[EXCERTO DA PÁGINA]:
....
No dia 19 de dezembro de 2024, houve um acontecimento importante em Lisboa. Cerca de dois mil trabalhadores da Autoridade Tributária e Aduaneira lançaram um grito de alerta ao Governo e à sociedade em geral, para o valor estratosférico que a economia paralela tem em Portugal, para a incapacidade que temos em combatê-la e para a enorme injustiça social que isso provoca. Valores estimados pela Faculdade de Economia da Universidade do Porto apontam, no ano de 2022, para um valor aproximado de 82.232 milhões de euros, um recorde de 34,37% do PIB, valor que equivale, por exemplo, aproximadamente a seis orçamentos da saúde e a 30% da dívida pública.
Quem trabalha na AT, e usando um termo muito vulgarizado nos últimos tempos, tem a percepção que o cenário só pode ter piorado. Uma percepção não é algo necessariamente ilusório. Aliás, uma percepção é o acto ou efeito de perceber. Ninguém melhor para perceber a qualidade de um vinho que o seu enólogo. Ninguém melhor para perceber como está a segurança em Portugal do que os polícias que patrulham as ruas e andam no terreno. Ninguém melhor para perceber o estado de injustiça fiscal em que vivemos do que os inspectores da AT. O estudo da FEP (Faculdade de Economia do Porto) só vem comprovar o que os inspectores testemunham no terreno. Como um outro estudo, divulgado recentemente no Expresso, “The Firm as Tax Shelter”, nos veio confirmar que alguns “empresários transferem mais de 30% das facturas com despesas pessoais para as suas empresas”.
Nesse mesmo dia, 19 de dezembro de 2024, o nosso primeiro-ministro falou a todos os canais televisivos. Alguém que não viva em Portugal, neste momento do texto, pensará que foi sobre este grave problema para o país, para a sociedade, para a justiça fiscal, para a justiça social, no fundo, para todos aqueles que pagam regularmente os seus impostos no cumprimento da Lei em vigor. É bom não esquecermos que só para o nosso estimado SNS, pagamos, indo ou não ao médico público, um valor a rondar os 1500 euros por ano, cada um dos 10 milhões de portugueses. Como se tem visto, não chega para as necessidades e uma percentagem cada vez maior desses 10 milhões têm de pagar seguros de saúde privados, também eles cada vez mais caros.
Mas Luís Montenegro surpreendeu! Pelo menos surpreendeu os trabalhadores da AT. As suas palavras, nessa noite, foram para uma “mega-operação” policial que deteve um cidadão nacional e apreendeu uma navalha!
Quem é que aconselha o primeiro-ministro em termos comunicacionais? Não só veio falar de algo em que seria muito mais sensato estar calado, como omite algo em que tinha obrigação de transmitir aos portugueses o que pensa sobre a injustiça fiscal e social em que vivemos, onde os mais prejudicados são os mais pobres e necessitados da sociedade. Entre 100.000.000.000€ e uma navalha, a navalha foi mais importante!
....
[O QUE SE PEDE]:
No texto sobre a economia paralela em Portugal, quantos trabalhadores da Autoridade Tributária e Aduaneira deram o grito de alerta em Lisboa a 19 de dezembro de 2024?

[Dados de apontamento por expressões referenciais]
....
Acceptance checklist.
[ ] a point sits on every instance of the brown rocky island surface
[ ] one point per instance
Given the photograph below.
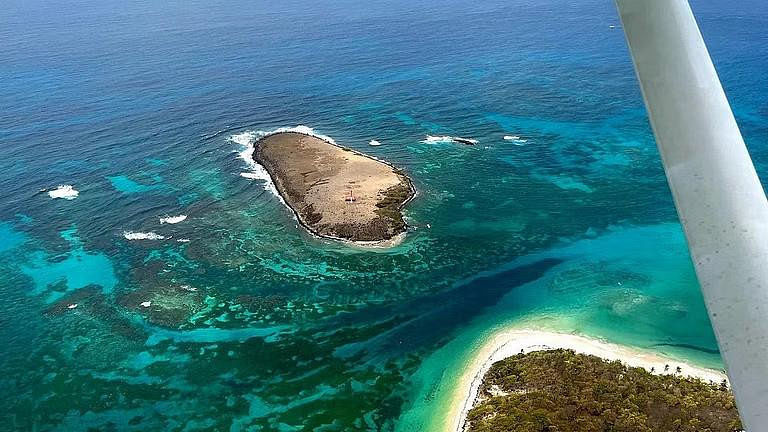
(335, 192)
....
[PROBLEMA RESOLVIDO]:
Cerca de dois mil trabalhadores.